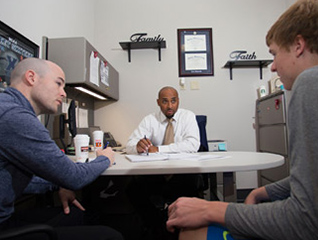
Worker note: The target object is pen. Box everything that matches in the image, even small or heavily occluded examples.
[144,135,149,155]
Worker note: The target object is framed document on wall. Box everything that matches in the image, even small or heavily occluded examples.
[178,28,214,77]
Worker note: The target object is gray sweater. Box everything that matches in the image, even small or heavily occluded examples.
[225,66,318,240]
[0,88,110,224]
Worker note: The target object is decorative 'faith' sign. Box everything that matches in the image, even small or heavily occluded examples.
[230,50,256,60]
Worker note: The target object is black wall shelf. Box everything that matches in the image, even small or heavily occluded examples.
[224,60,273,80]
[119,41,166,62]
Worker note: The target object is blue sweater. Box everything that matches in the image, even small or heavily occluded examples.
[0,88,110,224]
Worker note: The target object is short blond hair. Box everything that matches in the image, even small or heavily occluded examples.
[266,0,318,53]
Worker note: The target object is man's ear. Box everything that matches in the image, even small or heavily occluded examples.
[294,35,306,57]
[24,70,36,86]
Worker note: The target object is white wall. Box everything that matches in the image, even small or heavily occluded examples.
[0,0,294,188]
--
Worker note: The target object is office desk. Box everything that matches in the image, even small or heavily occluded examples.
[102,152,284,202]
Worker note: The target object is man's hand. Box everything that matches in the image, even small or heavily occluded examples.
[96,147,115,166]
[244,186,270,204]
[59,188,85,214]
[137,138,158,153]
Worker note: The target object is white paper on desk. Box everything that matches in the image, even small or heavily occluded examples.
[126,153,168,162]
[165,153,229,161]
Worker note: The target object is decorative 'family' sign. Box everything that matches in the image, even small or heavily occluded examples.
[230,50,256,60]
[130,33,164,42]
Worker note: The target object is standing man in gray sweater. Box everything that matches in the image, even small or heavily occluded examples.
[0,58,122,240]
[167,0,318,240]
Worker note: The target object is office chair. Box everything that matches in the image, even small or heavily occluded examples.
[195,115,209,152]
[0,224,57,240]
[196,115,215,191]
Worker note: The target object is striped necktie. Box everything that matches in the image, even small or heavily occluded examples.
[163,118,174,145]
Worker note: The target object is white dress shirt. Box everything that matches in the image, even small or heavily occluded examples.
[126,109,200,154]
...
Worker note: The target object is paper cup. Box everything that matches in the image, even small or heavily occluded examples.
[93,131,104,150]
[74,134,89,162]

## EXERCISE TASK
Copy out the items from the line with "Worker note: The target object is gray" through the line with "[0,0,294,188]", keeping every line unchanged.

## PROBLEM SOLUTION
Worker note: The target object is gray sweater. Box everything that matches in the image, even small or heavily occluded examples.
[225,66,318,240]
[0,88,110,224]
Worker note: The target object is decorative 'faith' sign. Box everything that matches in the image, even small or heavily occluded examples.
[230,50,256,60]
Worker note: The target object is black wall shelf. Box everything that matches in the image, even small or heavily occluded examples.
[224,60,273,80]
[119,41,166,62]
Worker note: The target object is blue sweater. Box everything that matches in the image, even small or heavily occluded examples.
[0,88,110,224]
Worker note: The target object is short blond hair. Box everything that matches in the image, even small or heavily occluded examples.
[266,0,318,53]
Worker note: The target object is man's ear. Box everything that matches in the image, even small or heavily occluded examples.
[294,35,306,57]
[24,70,36,86]
Worker note: The target object is white wall. Box everything that matches in the image, even small or heavily occluded examples.
[0,0,294,188]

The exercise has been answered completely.